Start Excerpted text

I can read the picture before. I don’t know what the reason is. Is there a problem with my converted dali data? But I was able to read the picture before. The code I use from https://github.com/NVIDIA/DALI/blob/master/docs/examples/pytorch/resnet50/main.py

awolant commented 5 years ago

Hi, thanks for the question. How did you modify the data? Maybe you run into an issue similar to this problem with folder structure. I've updated the docs for FileReader in #1222 to make things clear in this regard.

Quote from the updated docs:

FileReader supports flat directory structure. file_root directory should contain directories with images in them. To obtain labels FileReader sorts directories in file_root in alphabetical order and takes an index in this order as a class label.

pawopawo commented 5 years ago

[Warning]: File _train.lst has extension that is not supproted by the decoder. Supported extensions: .jpg, .jpeg, .png, .gif, .bmp, .tif, .tiff, .pnm, .ppm, .pgm, .pbm. [Warning]: File _train.idx has extension that is not supproted by the decoder. Supported extensions: .jpg, .jpeg, .png, .gif, .bmp, .tif, .tiff, .pnm, .ppm, .pgm, .pbm. [Warning]: File _train.rec has extension that is not supproted by the decoder. Supported extensions: .jpg, .jpeg, .png, .gif, .bmp, .tif, .tiff, .pnm, .ppm, .pgm, .pbm. [Warning]: File _train.lst has extension that is not supproted by the decoder. Supported extensions: .jpg, .jpeg, .png, .gif, .bmp, .tif, .tiff, .pnm, .ppm, .pgm, .pbm. [Warning]: File _train.idx has extension that is not supproted by the decoder. Supported extensions: .jpg, .jpeg, .png, .gif, .bmp, .tif, .tiff, .pnm, .ppm, .pgm, .pbm. [Warning]: File _train.rec has extension that is not supproted by the decoder. Supported extensions: .jpg, .jpeg, .png, .gif, .bmp, .tif, .tiff, .pnm, .ppm, .pgm, .pbm. [Warning]: File _train.lst has extension that is not supproted by the decoder. Supported extensions: .jpg, .jpeg, .png, .gif, .bmp, .tif, .tiff, .pnm, .ppm, .pgm, .pbm. [Warning]: File _train.idx has extension that is not supproted by the decoder. Supported extensions: .jpg, .jpeg, .png, .gif, .bmp, .tif, .tiff, .pnm, .ppm, .pgm, .pbm. [Warning]: File _train.rec has extension that is not supproted by the decoder. Supported extensions: .jpg, .jpeg, .png, .gif, .bmp, .tif, .tiff, .pnm, .ppm, .pgm, .pbm. [Warning]: File _val.lst has extension that is not supproted by the decoder. Supported extensions: .jpg, .jpeg, .png, .gif, .bmp, .tif, .tiff, .pnm, .ppm, .pgm, .pbm. [Warning]: File _val.rec has extension that is not supproted by the decoder. Supported extensions: .jpg, .jpeg, .png, .gif, .bmp, .tif, .tiff, .pnm, .ppm, .pgm, .pbm. [Warning]: File _val.idx has extension that is not supproted by the decoder. Supported extensions: .jpg, .jpeg, .png, .gif, .bmp, .tif, .tiff, .pnm, .ppm, .pgm, .pbm.

End Excerpted text
Start Excerpted data

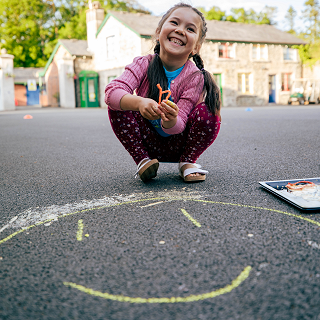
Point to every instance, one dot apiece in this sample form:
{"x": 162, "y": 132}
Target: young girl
{"x": 176, "y": 130}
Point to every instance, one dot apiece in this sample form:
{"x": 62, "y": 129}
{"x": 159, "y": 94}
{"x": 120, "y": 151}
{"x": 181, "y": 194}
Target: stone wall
{"x": 259, "y": 71}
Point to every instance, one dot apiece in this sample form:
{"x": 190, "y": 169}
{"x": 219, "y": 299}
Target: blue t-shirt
{"x": 171, "y": 75}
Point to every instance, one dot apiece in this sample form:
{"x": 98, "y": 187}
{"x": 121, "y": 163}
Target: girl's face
{"x": 179, "y": 35}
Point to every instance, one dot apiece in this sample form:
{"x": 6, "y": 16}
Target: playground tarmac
{"x": 80, "y": 238}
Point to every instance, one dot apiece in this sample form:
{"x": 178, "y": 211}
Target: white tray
{"x": 302, "y": 200}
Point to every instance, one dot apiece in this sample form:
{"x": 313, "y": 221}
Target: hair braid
{"x": 156, "y": 74}
{"x": 198, "y": 61}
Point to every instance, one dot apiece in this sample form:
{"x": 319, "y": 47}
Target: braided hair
{"x": 156, "y": 73}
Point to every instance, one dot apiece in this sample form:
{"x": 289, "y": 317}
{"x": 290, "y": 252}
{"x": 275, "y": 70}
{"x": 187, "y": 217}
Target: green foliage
{"x": 309, "y": 53}
{"x": 311, "y": 15}
{"x": 290, "y": 18}
{"x": 266, "y": 16}
{"x": 23, "y": 32}
{"x": 30, "y": 29}
{"x": 76, "y": 27}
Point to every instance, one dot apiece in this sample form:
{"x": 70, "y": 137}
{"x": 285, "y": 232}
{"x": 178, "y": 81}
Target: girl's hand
{"x": 149, "y": 109}
{"x": 169, "y": 113}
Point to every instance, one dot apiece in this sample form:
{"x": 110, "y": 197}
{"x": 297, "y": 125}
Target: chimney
{"x": 95, "y": 16}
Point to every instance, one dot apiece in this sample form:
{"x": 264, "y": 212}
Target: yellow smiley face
{"x": 171, "y": 249}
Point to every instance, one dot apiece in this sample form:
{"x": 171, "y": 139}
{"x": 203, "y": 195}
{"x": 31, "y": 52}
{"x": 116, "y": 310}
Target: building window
{"x": 245, "y": 85}
{"x": 286, "y": 81}
{"x": 110, "y": 78}
{"x": 259, "y": 52}
{"x": 289, "y": 54}
{"x": 226, "y": 50}
{"x": 110, "y": 47}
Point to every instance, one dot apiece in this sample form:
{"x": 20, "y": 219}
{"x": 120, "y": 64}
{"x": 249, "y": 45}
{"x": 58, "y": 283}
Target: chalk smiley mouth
{"x": 224, "y": 287}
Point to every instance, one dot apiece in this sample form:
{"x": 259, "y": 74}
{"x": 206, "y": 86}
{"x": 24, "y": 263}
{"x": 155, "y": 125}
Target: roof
{"x": 219, "y": 31}
{"x": 76, "y": 47}
{"x": 88, "y": 73}
{"x": 249, "y": 33}
{"x": 22, "y": 75}
{"x": 73, "y": 46}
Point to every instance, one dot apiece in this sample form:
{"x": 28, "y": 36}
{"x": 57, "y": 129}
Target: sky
{"x": 158, "y": 7}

End Excerpted data

▸ Set problem 1
Put this sentence from the DALI forum thread into Spanish: "To obtain labels FileReader sorts directories in file_root in alphabetical order and takes an index in this order as a class label."
▸ Set problem 2
Carry on the DALI forum thread from the point where it stops.

▸ Right answer 1
Para obtener las etiquetas, FileReader ordena alfabéticamente los directorios de file_root y toma el índice en ese orden como etiqueta de clase.

▸ Right answer 2
Is the ‘traindir’ in the HybridTrainPipe function not a converted dali data? Is the ‘traindir’ supposed to be the original imagenet dataset address (jpeg images)?

pawopawo commented 5 years ago

image Above is the address of my traindir

awolant commented 5 years ago

What do you mean by converted dali data? Yes, in this example traindir is ultimately passed to FileReader as a value for file_root parameter. FileReader reads jpeg files.

pawopawo commented 5 years ago

What do you mean by converted dali data? Yes, in this example traindir is ultimately passed to FileReader as a value for file_root parameter. FileReader reads jpeg files.

Thank you!

awolant commented 5 years ago

You're welcome. I'm closing the issue for now. If you have more questions or comments please do not hesitate to reopen or post another issue.

michaelklachko commented 5 years ago

When I use DALI hybrid pipelines to train on Imagenet:

        class HybridValPipe(Pipeline):
            def __init__(self, batch_size, num_threads, device_id, data_dir, crop, size):
                super(HybridValPipe, self).__init__(batch_size, num_threads, device_id, seed=12 + device_id)
                self.input = ops.FileReader(file_root=data_dir, shard_id=args.local_rank, num_shards=args.world_size, random_shuffle=False)
                self.decode = ops.ImageDecoder(device="mixed", output_type=types.RGB)
                self.res = ops.Resize(device="gpu", resize_shorter=size, interp_type=types.INTERP_TRIANGULAR)
                #self.cmnp = ops.CropMirrorNormalize(device="gpu", output_dtype=types.FLOAT, output_layout=types.NCHW, crop=(crop, crop),
                #image_type=types.RGB, mean=[0.485 * 255, 0.456 * 255, 0.406 * 255], std=[0.229 * 255, 0.224 * 255, 0.225 * 255])
                self.cmnp = ops.CropMirrorNormalize(device="gpu", output_dtype=types.FLOAT, output_layout=types.NCHW, crop=(crop, crop),
                                                    image_type=types.RGB, mean=[0, 0, 0], std=[255, 255, 255])

            def define_graph(self):
                self.jpegs, self.labels = self.input(name="Reader")
                images = self.decode(self.jpegs)
                images = self.res(images)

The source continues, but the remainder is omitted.